Top of Excerpted passage

Thursday, October 07, 2004

They Call It Sleep

Well, it's done. Bitsie's gone. It was much harder to deal with than I thought it would be.

Emily and I got down to GDB just fine. We took Bitsie to the grass, and let her go potty before we went into the vet's office, which in retrospect was a very odd thing to do. We were bringing her in to die, and I was worried about her going potty on the grass like she's supposed to.

Bitsie was suprisingly energetic and curious about the grounds at GDB. She sniffed all over, undoubtedly smelling the other dogs that had walked that grass before. It was most ironic that Bitsie seemed more healthy on her last day than she'd been all week. Emily and I both new it was a deceptive display of excitement, probably due to the two steroid pills Emily had given her earlier in the day, and we still had to do what needed to be done. Emily and I walked down the long outdoor hallway to the vet's office. We were both OK until we got into the office.

At that point Emily and I both began to loose composure. The vet, Dr. Williams, was so kind and compassionate about the whole thing. He sat down and quietly explained the procedure. He told us Bitsie would get a simple overdose of the exact same drug used as anesthesia during surgery. It would put her to sleep and simply stop her heart and other organs from functioning. Bitsie was going to fall quietly and quickly asleep before any of her body functions stopped. Dr. Williams assured us she would experience no pain at all.

The nurse took Bitsie out and brought her back with a catheter in her front right leg, for the final injection. As we cried, Emily and I pet Bitsie for a moment, and Emily, the vet and the nurse all fed her some dog treats which she gobbled up. Seems kinda futile to feed a dog right before putting her out, but I guess they do that for humans too. Bitsie was happy, and loving those dog treats.

Bottom of Excerpted passage

§ **Required actions**:
(1) Name every person in the blog post about Bitsie besides the narrator.
(2) Carry the blog post about Bitsie forward from its last sentence.

Top of Entries supplied

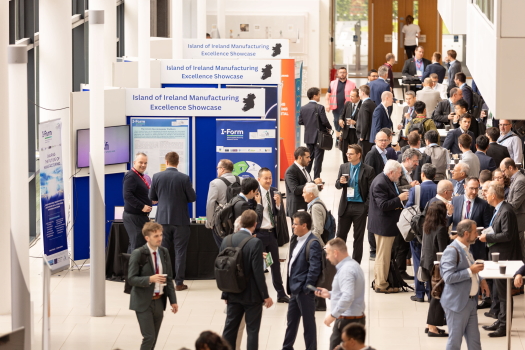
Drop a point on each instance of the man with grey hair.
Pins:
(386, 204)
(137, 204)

Bottom of Entries supplied
Top of Entries supplied

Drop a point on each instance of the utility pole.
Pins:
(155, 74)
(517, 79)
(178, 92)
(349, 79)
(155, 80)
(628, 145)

Bottom of Entries supplied

§ **Task-by-task results**:
(1) Emily, Dr. Williams (the vet), and the nurse

(2)
The nurse had Bitsie lie down on a blanket on the floor, and the vet looked to Emily and I one last time, to verify wether we were ready or not. We nodded through our tears. The vet quickly injected the anesthesia into the catheter, and Emily jumped up to stand next to me as I knelt next to Bitsie with the nurse and vet, petting her back. I just had to pet her while we did this. It didn't seem right to abandon her at this point. Bitsie looked around for just a second as the drug took effect, as if confused. Then, as the vet pet her head, she put her head down, and she rolled over on her side, like she was very tired, and just stopped moving. The vet used his stethoscope to listen to Bitsie chest for a second, and then said simply, "She's gone."

The process was suprisingly simple and quiet. Peaceful, even. There was no wimpering, no struggling, no barking. Just a quick injection, and 15 seconds later, Bitsie was fast asleep. 10 seconds later, without a sound, she was dead. Just like that.

Emily and I cried and hugged each other for a few moments. I asked the vet what happens now, and he said they will have Bitsie's remains cremated. Emily and I nodded. They asked if we wanted to spend some time with Bitsie now that she was gone. Emily answered no, thank you. The vet removed Bitsie's collar and gave it to Emily. Kind of like a keepsake I guess. We thanked the vet and nurse, took a last look at Bitsie, and left.

And that was it. We drove in silence for a while, each with our own thoughts. As we put distance and time between us and the GDB campus, the emotion of the moment began to abate, and we were able to talk about it. By the time we got home, we were both doing OK.

Experiencing this made me realize what a tenuous, slender, gossamer grip we all have life. To watch it slip away without the slightest struggle was just overwhelming. To see how fast it can happen was shocking.

The vet did say one thing, though, that really put this whole experience in perspective: He said we were granting Bitsie a priveledge that we don't even afford human beings. That's the priveledge of dying with dignity; without pain; the priveledge to not suffer needlessly in the face of an incurable illness. To die quietly in the company of loved ones, and to do so painlessly.

I thought that was a good was of looking at it. We needed to do this, there is no doubt or other argument. It just doesn't make it any easier.